(Excerpts from a point labeling dataset)

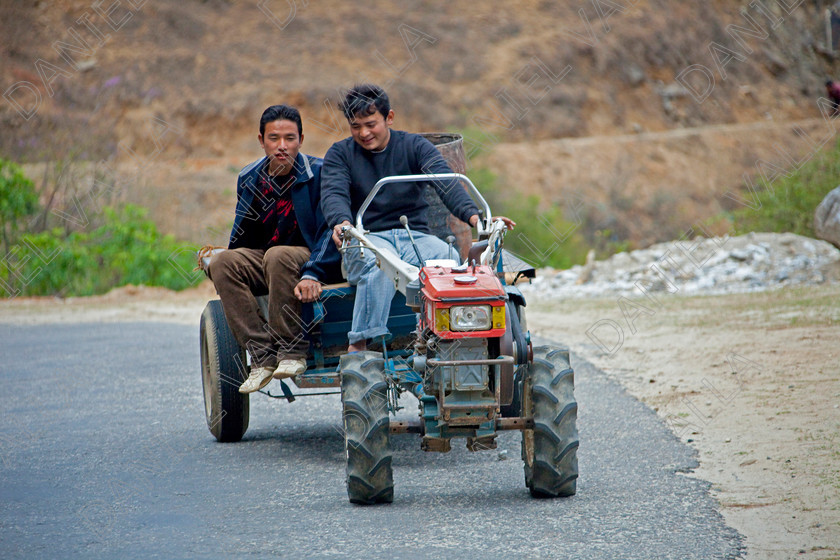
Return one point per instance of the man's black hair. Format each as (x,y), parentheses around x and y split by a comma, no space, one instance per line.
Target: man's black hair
(281,113)
(364,100)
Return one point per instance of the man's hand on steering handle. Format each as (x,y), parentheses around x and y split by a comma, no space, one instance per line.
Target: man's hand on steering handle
(338,232)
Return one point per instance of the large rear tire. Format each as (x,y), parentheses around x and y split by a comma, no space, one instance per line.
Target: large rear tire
(364,398)
(550,449)
(223,369)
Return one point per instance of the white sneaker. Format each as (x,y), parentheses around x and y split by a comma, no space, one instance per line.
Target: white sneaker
(289,368)
(258,379)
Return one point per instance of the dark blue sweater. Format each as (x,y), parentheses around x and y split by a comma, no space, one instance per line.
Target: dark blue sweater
(324,260)
(350,172)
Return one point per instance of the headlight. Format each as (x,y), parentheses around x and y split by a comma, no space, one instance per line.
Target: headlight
(469,318)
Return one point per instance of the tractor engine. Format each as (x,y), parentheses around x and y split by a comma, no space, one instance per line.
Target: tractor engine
(462,318)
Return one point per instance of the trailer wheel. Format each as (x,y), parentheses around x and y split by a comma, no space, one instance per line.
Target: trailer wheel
(223,369)
(364,398)
(550,449)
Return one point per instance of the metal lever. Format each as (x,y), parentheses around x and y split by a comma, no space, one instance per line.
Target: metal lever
(450,239)
(404,222)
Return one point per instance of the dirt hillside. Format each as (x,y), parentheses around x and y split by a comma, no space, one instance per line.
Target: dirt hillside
(174,89)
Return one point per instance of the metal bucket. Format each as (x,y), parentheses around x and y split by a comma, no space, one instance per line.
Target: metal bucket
(441,221)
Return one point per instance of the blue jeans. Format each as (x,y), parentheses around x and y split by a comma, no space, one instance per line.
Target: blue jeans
(374,290)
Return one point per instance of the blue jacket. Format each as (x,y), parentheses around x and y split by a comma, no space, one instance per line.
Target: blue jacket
(324,262)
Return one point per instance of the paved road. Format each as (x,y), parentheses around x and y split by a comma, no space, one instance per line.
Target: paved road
(104,453)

Aim: Copy out the stretch of the material from the line containing "Return one point per instance of the dirt" through the end of the material, reproducing every line verbatim.

Solution for this problem:
Return one point per instance of the dirt hillside. Format each as (x,y), parentheses around x and y split by a comma, no space, one instance per line.
Target: dirt hillside
(174,89)
Return one point per instance of the metal bucket. Format each as (x,y), parentheses around x and y split by a comma, no space, one instance per line.
Target: metal bucket
(441,221)
Return one point per instance of the blue jeans. Format each as (x,y), parentheses around x and y split by a comma, no space, one instance per line.
Target: blue jeans
(374,290)
Return one point per instance of the blue jacket. Format each as (x,y), parentheses around x and y split by a comma, no space, one instance per line.
Target: blue jacket
(324,262)
Return one point per instance of the paved road. Format each as (x,y), parentheses around x and y split by a comma, no space, one instance per line.
Target: paved road
(104,453)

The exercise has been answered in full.